Data for this exercise |
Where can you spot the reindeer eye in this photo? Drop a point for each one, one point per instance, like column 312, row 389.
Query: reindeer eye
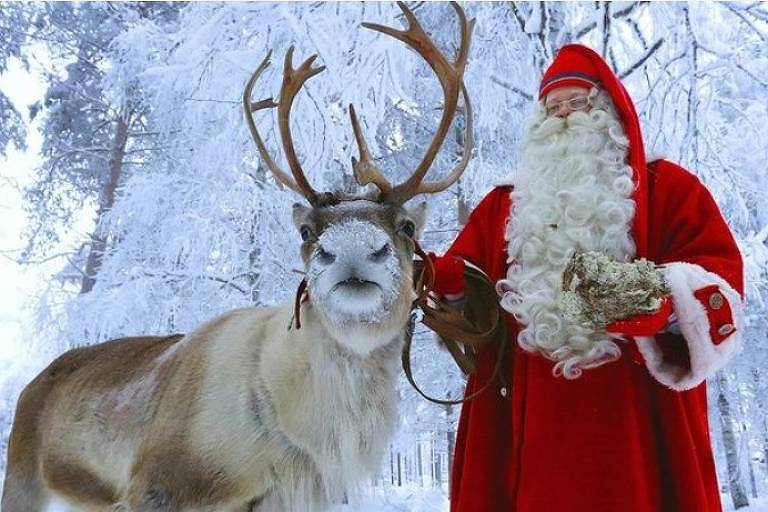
column 408, row 228
column 306, row 233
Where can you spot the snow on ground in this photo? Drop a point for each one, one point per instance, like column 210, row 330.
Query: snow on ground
column 417, row 499
column 755, row 505
column 398, row 499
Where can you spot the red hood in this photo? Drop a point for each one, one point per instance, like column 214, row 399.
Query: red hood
column 578, row 61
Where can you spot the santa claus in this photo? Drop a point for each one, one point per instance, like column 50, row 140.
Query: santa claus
column 597, row 417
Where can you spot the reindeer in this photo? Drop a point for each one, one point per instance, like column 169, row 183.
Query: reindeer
column 280, row 408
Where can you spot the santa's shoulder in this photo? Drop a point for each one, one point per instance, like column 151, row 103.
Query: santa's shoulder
column 664, row 170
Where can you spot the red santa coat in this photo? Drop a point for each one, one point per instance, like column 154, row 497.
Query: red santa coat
column 631, row 435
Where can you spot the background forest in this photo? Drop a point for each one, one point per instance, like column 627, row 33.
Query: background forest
column 149, row 210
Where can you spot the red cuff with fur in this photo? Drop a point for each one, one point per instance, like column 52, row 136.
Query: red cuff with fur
column 643, row 325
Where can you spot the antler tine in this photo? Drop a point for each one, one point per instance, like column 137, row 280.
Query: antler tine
column 450, row 75
column 365, row 170
column 293, row 81
column 249, row 108
column 469, row 142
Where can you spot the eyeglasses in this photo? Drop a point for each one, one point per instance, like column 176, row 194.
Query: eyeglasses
column 571, row 105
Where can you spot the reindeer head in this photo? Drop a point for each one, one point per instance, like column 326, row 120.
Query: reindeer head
column 358, row 250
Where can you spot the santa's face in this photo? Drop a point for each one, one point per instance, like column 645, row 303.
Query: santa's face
column 573, row 192
column 562, row 101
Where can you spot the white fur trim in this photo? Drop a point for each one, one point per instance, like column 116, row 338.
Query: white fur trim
column 706, row 358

What you will do | Starting at the beginning of the records and ending at the line that contains "column 306, row 233", lay out those lines as a numbered list, skipping any blank lines. Leave the picture out.

Output below |
1. Where can you spot the reindeer eye in this photo? Drop a point for each one, one point per instance, like column 312, row 389.
2. Query: reindeer eye
3. column 408, row 228
4. column 306, row 233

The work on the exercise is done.